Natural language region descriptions
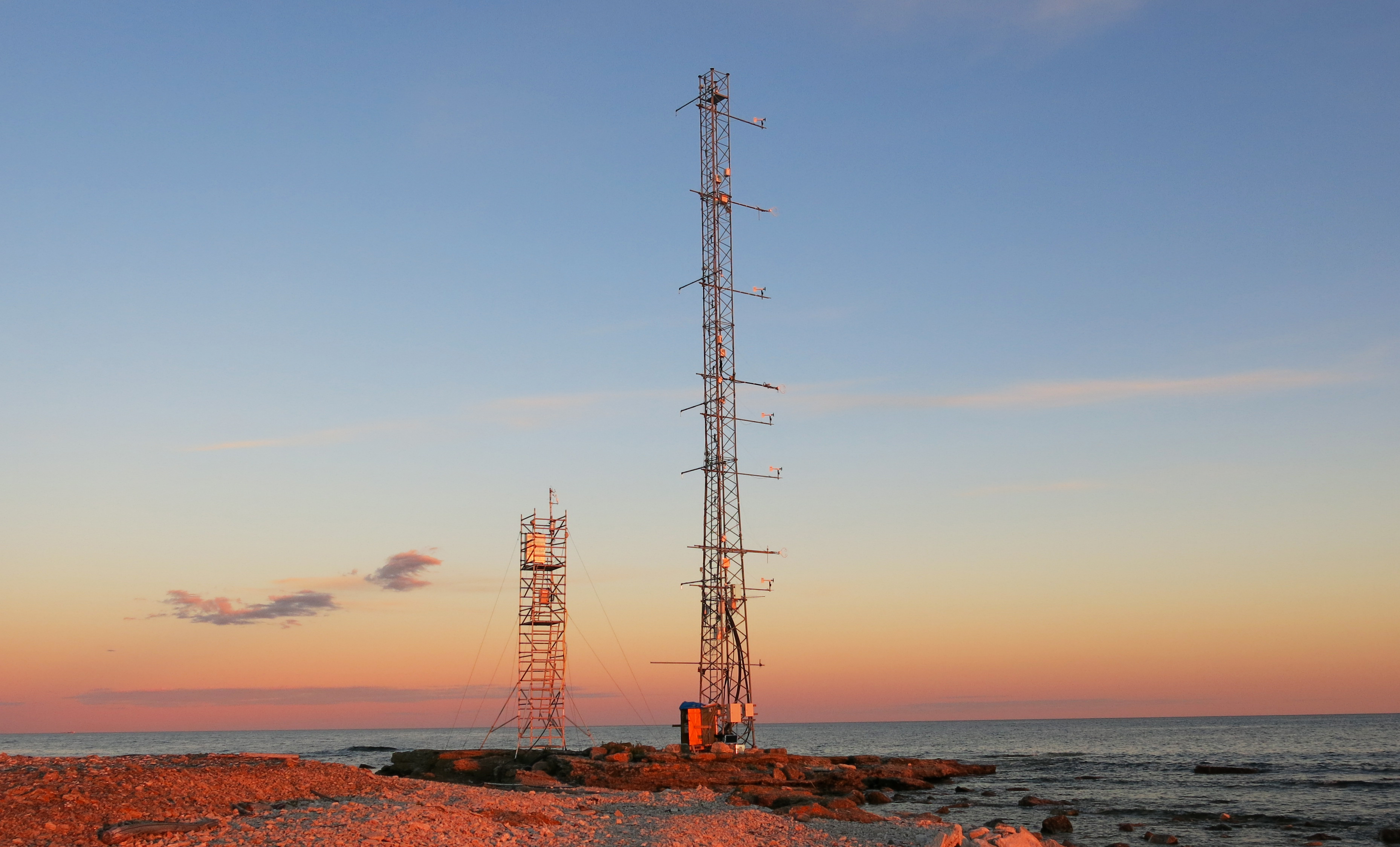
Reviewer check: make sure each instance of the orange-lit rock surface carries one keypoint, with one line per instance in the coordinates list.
(640, 768)
(289, 803)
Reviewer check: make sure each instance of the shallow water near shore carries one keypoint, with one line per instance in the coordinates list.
(1336, 775)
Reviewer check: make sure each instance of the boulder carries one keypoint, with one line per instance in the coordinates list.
(1056, 824)
(856, 815)
(839, 803)
(808, 811)
(1020, 838)
(535, 778)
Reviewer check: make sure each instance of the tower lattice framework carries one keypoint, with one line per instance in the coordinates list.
(540, 706)
(724, 624)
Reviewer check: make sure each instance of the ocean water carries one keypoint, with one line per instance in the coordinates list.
(1336, 775)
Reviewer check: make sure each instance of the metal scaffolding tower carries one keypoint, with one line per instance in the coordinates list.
(540, 706)
(724, 622)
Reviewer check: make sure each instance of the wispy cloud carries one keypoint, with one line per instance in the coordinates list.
(222, 611)
(1084, 393)
(401, 572)
(303, 696)
(1074, 485)
(296, 696)
(334, 436)
(957, 703)
(535, 411)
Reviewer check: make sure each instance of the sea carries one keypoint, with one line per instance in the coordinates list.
(1319, 775)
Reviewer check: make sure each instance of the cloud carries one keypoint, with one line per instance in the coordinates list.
(402, 570)
(222, 611)
(1077, 485)
(303, 696)
(1084, 393)
(335, 436)
(955, 703)
(300, 696)
(535, 411)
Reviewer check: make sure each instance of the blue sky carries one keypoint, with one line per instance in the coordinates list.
(1069, 292)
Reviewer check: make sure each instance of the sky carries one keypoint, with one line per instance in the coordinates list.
(1085, 313)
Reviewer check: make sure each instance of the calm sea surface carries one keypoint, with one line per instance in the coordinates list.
(1339, 775)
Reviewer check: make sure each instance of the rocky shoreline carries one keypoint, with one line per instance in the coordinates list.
(764, 800)
(642, 768)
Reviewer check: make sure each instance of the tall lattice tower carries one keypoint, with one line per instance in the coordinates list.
(540, 706)
(724, 621)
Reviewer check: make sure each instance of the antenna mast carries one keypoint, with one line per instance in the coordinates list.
(724, 622)
(540, 705)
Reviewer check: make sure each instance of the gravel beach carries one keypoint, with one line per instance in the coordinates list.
(250, 800)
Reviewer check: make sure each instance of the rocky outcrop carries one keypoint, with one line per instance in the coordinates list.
(1224, 769)
(640, 768)
(1058, 824)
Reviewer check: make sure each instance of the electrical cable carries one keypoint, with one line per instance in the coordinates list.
(608, 618)
(605, 668)
(485, 633)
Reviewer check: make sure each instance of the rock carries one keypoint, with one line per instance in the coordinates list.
(807, 812)
(857, 815)
(792, 798)
(1021, 838)
(1056, 824)
(535, 778)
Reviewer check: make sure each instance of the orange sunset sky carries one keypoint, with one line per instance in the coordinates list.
(1085, 313)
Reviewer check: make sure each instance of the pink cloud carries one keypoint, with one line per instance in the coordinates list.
(222, 611)
(401, 572)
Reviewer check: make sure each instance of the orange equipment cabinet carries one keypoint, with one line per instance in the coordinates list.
(698, 726)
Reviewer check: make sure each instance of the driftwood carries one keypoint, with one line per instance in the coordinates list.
(115, 833)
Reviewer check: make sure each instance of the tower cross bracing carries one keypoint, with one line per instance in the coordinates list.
(540, 706)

* _ACTIVITY_
Your job is to copy each entry exactly as written; the pictures do not go in.

* _ANSWER SPACE_
Reviewer check: make sure each instance of the orange-lit rock surface carries one keypoint, with one line per instance in the coordinates list.
(640, 768)
(289, 803)
Reviewer check: make sure each instance of the shallow water near shore carries one keypoint, with one line per instance in the coordinates list.
(1336, 775)
Reviewer check: make sure each instance of the boulder carries one keypoint, with one line per instance in the coordinates list.
(1056, 824)
(856, 815)
(839, 803)
(808, 811)
(1020, 838)
(535, 778)
Reviewer check: make sure each instance of the tower lattice framework carries one keypoint, with one line per instance in the coordinates list.
(540, 706)
(724, 624)
Reviewer check: make sure each instance of the ocean water carries one keypoint, with one line per instance in the coordinates list.
(1336, 775)
Reviewer check: make sure each instance of the metal scaffolding tower carries one keypoint, with one line per instance in the coordinates list.
(540, 706)
(724, 622)
Reviewer check: make sure each instance of the wispy cloud carries one keypoint, with one line per instance in the coordinates list.
(222, 611)
(1084, 393)
(401, 572)
(303, 696)
(1074, 485)
(296, 696)
(334, 436)
(957, 703)
(535, 411)
Reviewer check: make sure each instance of the sea carries one keypoint, with one line per instance in the coordinates list.
(1319, 775)
Reviewer check: make sure each instance of the cloud carries one keypoint, with one line per instance in the coordinates list.
(402, 570)
(222, 611)
(1077, 485)
(303, 696)
(1084, 393)
(335, 436)
(955, 703)
(300, 696)
(535, 411)
Reviewer check: make sure each instance of the blue sky carries one keypoint, with one line per instance in the coordinates list.
(1069, 292)
Reviewer check: make sure each instance of the sky carries one keypoint, with one line per instance in the coordinates list.
(1085, 313)
Reviewer check: make sure each instance of the calm sea surface carries one keypoint, with one line per instance in the coordinates list.
(1339, 775)
Reviewer check: make sure each instance of the rocky shoreline carries one keypoint, with one line per instance in the coordinates list.
(764, 800)
(642, 768)
Reviewer check: make sure each instance of the tall lattice tower carries one keypoint, with one line per instance in the coordinates list.
(540, 706)
(724, 621)
Reviewer check: make sure each instance of the antenna mast carries one keypoint, with one line per instance in the coordinates list.
(724, 622)
(540, 705)
Reviewer check: make sure each instance of the gravel beach carries one keypoint, with one line per instance in the coordinates list.
(250, 800)
Reviewer check: make sure each instance of the rocky outcrop carries one keypoint, with one line per instance in the coordinates list.
(1224, 769)
(640, 768)
(1058, 824)
Reviewer check: make sure each instance of the electrical cable carries one keypoint, with one line per instance in the coordinates list.
(608, 618)
(605, 668)
(485, 633)
Reviewer check: make sure each instance of the rock carries one keypoint, with one line per instance in the coordinates list.
(807, 812)
(857, 815)
(792, 798)
(1021, 838)
(1056, 824)
(535, 778)
Reviewer check: make sure each instance of the orange sunset sky carries one keypoint, with one line per instance in the coordinates list.
(1085, 313)
Reviewer check: make sure each instance of the pink cloud carries one keypoint, with one line per instance in the coordinates list.
(222, 611)
(401, 572)
Reviewer check: make sure each instance of the orange equipment cabinet carries one keypoint, with one line per instance in the coordinates list.
(698, 726)
Reviewer check: make sure each instance of the driftwood carries one keypoint, with one line per instance in the coordinates list.
(115, 833)
Reviewer check: make sure each instance of the tower cross bracing carries one keypoint, with one line per instance in the coordinates list.
(540, 706)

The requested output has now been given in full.